**Aim of the task**
Reproduce the records below, swapping every "instance" for "occurrence" and leaving everything else unchanged.

**Material provided**
--
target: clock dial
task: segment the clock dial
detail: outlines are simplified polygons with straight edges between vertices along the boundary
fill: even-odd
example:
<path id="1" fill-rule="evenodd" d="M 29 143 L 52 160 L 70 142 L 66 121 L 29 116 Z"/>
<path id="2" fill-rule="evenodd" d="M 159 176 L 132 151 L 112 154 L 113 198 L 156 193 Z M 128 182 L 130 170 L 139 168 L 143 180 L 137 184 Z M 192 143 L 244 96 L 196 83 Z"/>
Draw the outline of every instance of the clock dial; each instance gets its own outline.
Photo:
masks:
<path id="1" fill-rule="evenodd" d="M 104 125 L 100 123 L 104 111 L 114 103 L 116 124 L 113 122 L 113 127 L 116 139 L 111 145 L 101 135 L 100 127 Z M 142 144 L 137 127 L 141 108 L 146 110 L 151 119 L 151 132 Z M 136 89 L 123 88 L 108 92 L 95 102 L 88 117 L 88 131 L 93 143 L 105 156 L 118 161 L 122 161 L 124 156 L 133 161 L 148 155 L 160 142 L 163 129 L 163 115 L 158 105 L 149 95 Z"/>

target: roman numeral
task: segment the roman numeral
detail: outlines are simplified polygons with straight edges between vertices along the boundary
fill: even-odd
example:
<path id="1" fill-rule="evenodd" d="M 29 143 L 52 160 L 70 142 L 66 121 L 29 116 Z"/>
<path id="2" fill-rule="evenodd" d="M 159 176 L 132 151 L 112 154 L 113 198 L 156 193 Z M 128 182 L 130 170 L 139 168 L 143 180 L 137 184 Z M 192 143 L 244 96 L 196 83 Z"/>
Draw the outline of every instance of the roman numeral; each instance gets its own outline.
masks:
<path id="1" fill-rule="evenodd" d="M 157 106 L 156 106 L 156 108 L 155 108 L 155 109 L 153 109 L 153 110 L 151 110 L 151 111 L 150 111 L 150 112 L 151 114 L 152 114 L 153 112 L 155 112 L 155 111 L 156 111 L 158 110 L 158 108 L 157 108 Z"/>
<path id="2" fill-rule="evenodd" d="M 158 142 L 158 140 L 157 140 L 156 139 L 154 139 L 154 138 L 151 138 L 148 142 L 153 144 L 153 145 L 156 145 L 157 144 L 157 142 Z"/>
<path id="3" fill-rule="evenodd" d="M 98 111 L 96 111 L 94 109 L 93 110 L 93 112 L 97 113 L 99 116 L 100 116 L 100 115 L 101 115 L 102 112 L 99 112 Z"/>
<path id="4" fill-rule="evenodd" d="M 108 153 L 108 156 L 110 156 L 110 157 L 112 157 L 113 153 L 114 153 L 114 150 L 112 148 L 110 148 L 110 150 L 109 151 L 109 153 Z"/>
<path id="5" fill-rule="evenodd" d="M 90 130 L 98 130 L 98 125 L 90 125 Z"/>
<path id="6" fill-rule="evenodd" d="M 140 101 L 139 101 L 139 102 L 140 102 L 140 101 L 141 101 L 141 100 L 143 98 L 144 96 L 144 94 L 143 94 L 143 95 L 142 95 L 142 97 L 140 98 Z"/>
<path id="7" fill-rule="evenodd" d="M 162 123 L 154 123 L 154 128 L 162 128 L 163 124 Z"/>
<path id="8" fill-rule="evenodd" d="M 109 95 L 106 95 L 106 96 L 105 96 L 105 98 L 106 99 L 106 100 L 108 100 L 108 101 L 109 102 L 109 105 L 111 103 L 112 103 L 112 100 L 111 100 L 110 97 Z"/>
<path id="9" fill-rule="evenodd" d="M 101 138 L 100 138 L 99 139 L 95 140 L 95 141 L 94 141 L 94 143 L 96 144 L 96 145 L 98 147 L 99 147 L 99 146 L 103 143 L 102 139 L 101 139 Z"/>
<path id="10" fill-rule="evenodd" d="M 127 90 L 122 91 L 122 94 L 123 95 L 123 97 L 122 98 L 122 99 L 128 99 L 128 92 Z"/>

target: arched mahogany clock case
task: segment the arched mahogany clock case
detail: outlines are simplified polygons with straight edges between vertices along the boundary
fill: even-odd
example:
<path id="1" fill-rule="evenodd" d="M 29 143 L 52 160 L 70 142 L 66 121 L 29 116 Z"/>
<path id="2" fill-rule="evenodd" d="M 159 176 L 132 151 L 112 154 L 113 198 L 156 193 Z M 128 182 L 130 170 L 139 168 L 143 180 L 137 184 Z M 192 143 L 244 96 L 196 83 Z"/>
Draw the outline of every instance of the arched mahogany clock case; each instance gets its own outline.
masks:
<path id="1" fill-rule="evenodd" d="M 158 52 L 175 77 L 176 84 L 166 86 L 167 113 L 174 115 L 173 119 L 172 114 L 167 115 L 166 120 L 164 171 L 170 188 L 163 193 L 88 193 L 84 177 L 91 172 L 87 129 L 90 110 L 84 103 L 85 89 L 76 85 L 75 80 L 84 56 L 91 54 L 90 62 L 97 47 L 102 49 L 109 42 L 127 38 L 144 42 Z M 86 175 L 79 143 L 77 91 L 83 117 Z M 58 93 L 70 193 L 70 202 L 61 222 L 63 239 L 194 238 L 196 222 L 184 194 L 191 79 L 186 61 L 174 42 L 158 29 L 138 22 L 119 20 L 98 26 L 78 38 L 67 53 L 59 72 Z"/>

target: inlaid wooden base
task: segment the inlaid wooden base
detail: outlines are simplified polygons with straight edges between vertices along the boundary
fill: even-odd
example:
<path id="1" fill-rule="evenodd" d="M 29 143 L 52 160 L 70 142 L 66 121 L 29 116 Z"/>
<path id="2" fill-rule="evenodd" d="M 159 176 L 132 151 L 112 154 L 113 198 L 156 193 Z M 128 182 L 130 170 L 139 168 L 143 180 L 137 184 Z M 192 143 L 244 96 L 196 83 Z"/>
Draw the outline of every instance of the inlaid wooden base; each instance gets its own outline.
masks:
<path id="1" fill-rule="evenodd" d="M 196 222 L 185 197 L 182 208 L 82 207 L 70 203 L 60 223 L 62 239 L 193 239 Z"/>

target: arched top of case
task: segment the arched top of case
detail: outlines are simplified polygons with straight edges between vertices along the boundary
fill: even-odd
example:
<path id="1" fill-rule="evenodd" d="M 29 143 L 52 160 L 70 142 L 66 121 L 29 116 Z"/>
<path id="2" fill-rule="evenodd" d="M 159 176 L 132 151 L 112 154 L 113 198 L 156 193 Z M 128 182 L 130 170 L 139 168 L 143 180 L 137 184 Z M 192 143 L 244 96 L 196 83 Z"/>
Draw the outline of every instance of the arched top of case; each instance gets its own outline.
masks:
--
**Solution to the exercise**
target: clock dial
task: segment the clock dial
detail: outlines are simplified polygons with straight edges between vertices along the boundary
fill: even-odd
example:
<path id="1" fill-rule="evenodd" d="M 29 143 L 52 160 L 70 142 L 66 121 L 29 116 Z"/>
<path id="2" fill-rule="evenodd" d="M 159 176 L 132 151 L 112 154 L 113 198 L 156 193 Z M 128 182 L 130 170 L 139 168 L 143 180 L 137 184 Z M 192 143 L 244 96 L 196 83 Z"/>
Draw the outline of every occurrence of the clock dial; each occurrence gets its own outline.
Photo:
masks:
<path id="1" fill-rule="evenodd" d="M 104 125 L 100 123 L 104 111 L 114 103 L 116 124 L 113 122 L 113 127 L 116 139 L 111 145 L 101 135 L 100 127 Z M 142 144 L 137 127 L 141 108 L 146 110 L 151 119 L 151 132 Z M 136 89 L 123 88 L 108 92 L 95 102 L 88 117 L 88 131 L 93 143 L 105 156 L 118 161 L 122 161 L 124 156 L 133 161 L 148 155 L 160 142 L 163 129 L 163 115 L 158 105 L 149 95 Z"/>

target: roman numeral
task: segment the roman numeral
detail: outlines are simplified polygons with straight edges between vertices along the boundary
fill: even-odd
example:
<path id="1" fill-rule="evenodd" d="M 29 143 L 52 160 L 70 142 L 66 121 L 29 116 Z"/>
<path id="2" fill-rule="evenodd" d="M 159 176 L 132 151 L 112 154 L 113 198 L 156 193 Z M 128 182 L 130 170 L 139 168 L 143 180 L 137 184 Z M 192 143 L 244 96 L 196 83 Z"/>
Draw the outline of every occurrence of the roman numeral; each occurrence gets its own outline.
masks:
<path id="1" fill-rule="evenodd" d="M 157 106 L 156 106 L 156 108 L 155 108 L 155 109 L 153 109 L 153 110 L 151 110 L 151 111 L 150 111 L 150 112 L 151 114 L 152 114 L 153 112 L 155 112 L 155 111 L 156 111 L 158 110 L 158 108 L 157 108 Z"/>
<path id="2" fill-rule="evenodd" d="M 158 142 L 158 140 L 157 140 L 156 139 L 154 139 L 154 138 L 151 138 L 148 142 L 153 144 L 153 145 L 156 145 L 157 144 L 157 142 Z"/>
<path id="3" fill-rule="evenodd" d="M 98 111 L 96 111 L 94 109 L 93 110 L 93 112 L 97 113 L 99 116 L 100 116 L 100 115 L 101 115 L 102 112 L 99 112 Z"/>
<path id="4" fill-rule="evenodd" d="M 108 153 L 108 156 L 110 156 L 110 157 L 112 157 L 113 153 L 114 153 L 114 150 L 112 148 L 110 148 L 110 150 L 109 151 L 109 153 Z"/>
<path id="5" fill-rule="evenodd" d="M 90 130 L 98 130 L 98 125 L 90 125 Z"/>
<path id="6" fill-rule="evenodd" d="M 140 101 L 139 101 L 139 102 L 140 102 L 140 101 L 141 101 L 141 100 L 143 98 L 144 96 L 144 94 L 143 94 L 143 95 L 142 95 L 142 97 L 140 98 Z"/>
<path id="7" fill-rule="evenodd" d="M 162 123 L 154 123 L 154 128 L 162 128 L 163 124 Z"/>
<path id="8" fill-rule="evenodd" d="M 109 95 L 106 95 L 106 96 L 105 96 L 105 98 L 106 99 L 106 100 L 108 100 L 108 101 L 109 102 L 109 105 L 111 103 L 112 103 L 112 100 L 111 100 L 110 97 Z"/>
<path id="9" fill-rule="evenodd" d="M 101 138 L 100 138 L 99 139 L 95 140 L 95 141 L 94 141 L 94 143 L 96 144 L 96 145 L 98 147 L 99 147 L 99 146 L 103 143 L 102 139 L 101 139 Z"/>
<path id="10" fill-rule="evenodd" d="M 127 90 L 122 91 L 122 94 L 123 95 L 123 97 L 122 98 L 122 99 L 128 99 L 128 92 Z"/>

target: arched mahogany clock case
task: segment the arched mahogany clock case
detail: outlines are simplified polygons with straight edges between vertices along the boundary
fill: even-odd
example:
<path id="1" fill-rule="evenodd" d="M 29 143 L 52 160 L 70 142 L 66 121 L 29 116 Z"/>
<path id="2" fill-rule="evenodd" d="M 159 176 L 132 151 L 112 154 L 113 198 L 156 193 Z M 128 182 L 130 170 L 139 168 L 143 180 L 137 184 Z M 192 143 L 244 96 L 196 83 Z"/>
Draw the outline of every occurrence of the arched mahogany clock case; each occurrence gets its own outline.
masks:
<path id="1" fill-rule="evenodd" d="M 158 52 L 175 77 L 176 84 L 166 86 L 167 113 L 174 115 L 173 119 L 172 114 L 167 115 L 166 120 L 164 171 L 170 188 L 163 193 L 88 193 L 84 177 L 91 172 L 87 129 L 90 110 L 84 103 L 85 89 L 76 85 L 75 80 L 84 56 L 91 54 L 90 62 L 97 47 L 102 49 L 109 42 L 127 38 L 144 42 Z M 86 175 L 79 143 L 77 91 L 83 117 Z M 58 93 L 70 193 L 70 202 L 61 222 L 63 239 L 194 238 L 196 222 L 184 194 L 191 79 L 186 61 L 174 42 L 158 29 L 138 22 L 119 20 L 98 26 L 78 38 L 67 53 L 59 72 Z"/>

target: inlaid wooden base
task: segment the inlaid wooden base
detail: outlines are simplified polygons with straight edges between vertices along the boundary
fill: even-odd
example:
<path id="1" fill-rule="evenodd" d="M 29 143 L 52 160 L 70 142 L 66 121 L 29 116 Z"/>
<path id="2" fill-rule="evenodd" d="M 159 176 L 132 151 L 112 154 L 113 198 L 156 193 Z M 128 182 L 130 170 L 139 168 L 143 180 L 137 184 Z M 192 143 L 244 96 L 196 83 Z"/>
Draw the outline of every occurrence of the inlaid wooden base; each occurrence gets its own outline.
masks:
<path id="1" fill-rule="evenodd" d="M 196 222 L 185 197 L 182 208 L 82 207 L 70 203 L 60 223 L 62 239 L 193 239 Z"/>

target: arched top of case
task: segment the arched top of case
detail: outlines are simplified polygons with straight edges between vertices along the boundary
fill: even-odd
example:
<path id="1" fill-rule="evenodd" d="M 29 143 L 52 160 L 70 142 L 66 121 L 29 116 Z"/>
<path id="2" fill-rule="evenodd" d="M 159 176 L 132 151 L 112 154 L 113 198 L 156 193 Z M 128 182 L 130 170 L 139 168 L 143 180 L 137 184 Z M 192 143 L 244 96 L 196 83 Z"/>
Draw the outline of every occurrence of the arched top of case; each occurrence gets its own outline.
masks:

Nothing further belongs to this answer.